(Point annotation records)
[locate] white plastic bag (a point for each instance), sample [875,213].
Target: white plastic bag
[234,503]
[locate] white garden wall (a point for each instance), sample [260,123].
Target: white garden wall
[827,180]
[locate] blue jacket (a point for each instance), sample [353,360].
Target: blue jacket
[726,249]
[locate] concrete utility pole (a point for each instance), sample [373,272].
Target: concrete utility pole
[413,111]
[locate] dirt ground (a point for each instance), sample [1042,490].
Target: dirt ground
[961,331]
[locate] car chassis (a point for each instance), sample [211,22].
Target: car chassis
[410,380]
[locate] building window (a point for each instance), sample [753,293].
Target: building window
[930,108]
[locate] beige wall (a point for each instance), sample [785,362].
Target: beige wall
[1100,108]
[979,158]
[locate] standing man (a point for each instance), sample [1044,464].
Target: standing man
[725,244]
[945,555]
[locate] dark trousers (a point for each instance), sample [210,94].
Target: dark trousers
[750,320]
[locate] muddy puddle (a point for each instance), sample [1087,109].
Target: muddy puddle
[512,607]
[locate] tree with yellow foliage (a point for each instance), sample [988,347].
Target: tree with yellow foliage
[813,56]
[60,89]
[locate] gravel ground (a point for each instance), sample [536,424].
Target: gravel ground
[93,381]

• **STATED PROBLEM**: All the entries above need to be reproduced exactly.

• **ANSWER FOR THIS EXERCISE**:
[locate] white plastic bag (a point for each instance), sample [875,213].
Target: white plastic bag
[234,503]
[locate] white garden wall (a point for each instance), sample [260,123].
Target: white garden wall
[827,180]
[locate] blue jacket (a point for each instance), sample [353,360].
Target: blue jacket
[726,249]
[locate] concrete utility pole (a point for each instance), sample [373,272].
Target: concrete utility pole
[413,111]
[locate] dirt ground (a point for each instance), sample [1042,490].
Target: dirt ground
[961,331]
[locate] car chassis (a point for each instance), sample [211,22].
Target: car chassis
[410,380]
[locate] building window (a point for each instance), sample [753,293].
Target: building window
[930,108]
[locate] beige wall (a point for each instance), sample [785,362].
Target: beige wall
[1100,108]
[979,158]
[locate] standing man (a point for each instance), sample [1044,464].
Target: standing man
[725,244]
[945,555]
[locate] dark trousers (a point for each instance), sample [210,94].
Target: dark trousers
[750,320]
[locate] muddy puddle (a point for each instance), sample [1087,109].
Target: muddy puddle
[512,607]
[locate] tree with yellow foliage (a point for each instance), sample [988,347].
Target: tree with yellow foliage
[813,56]
[60,89]
[locate] gravel ground (a point for each instance), sample [536,424].
Target: gravel ground
[93,381]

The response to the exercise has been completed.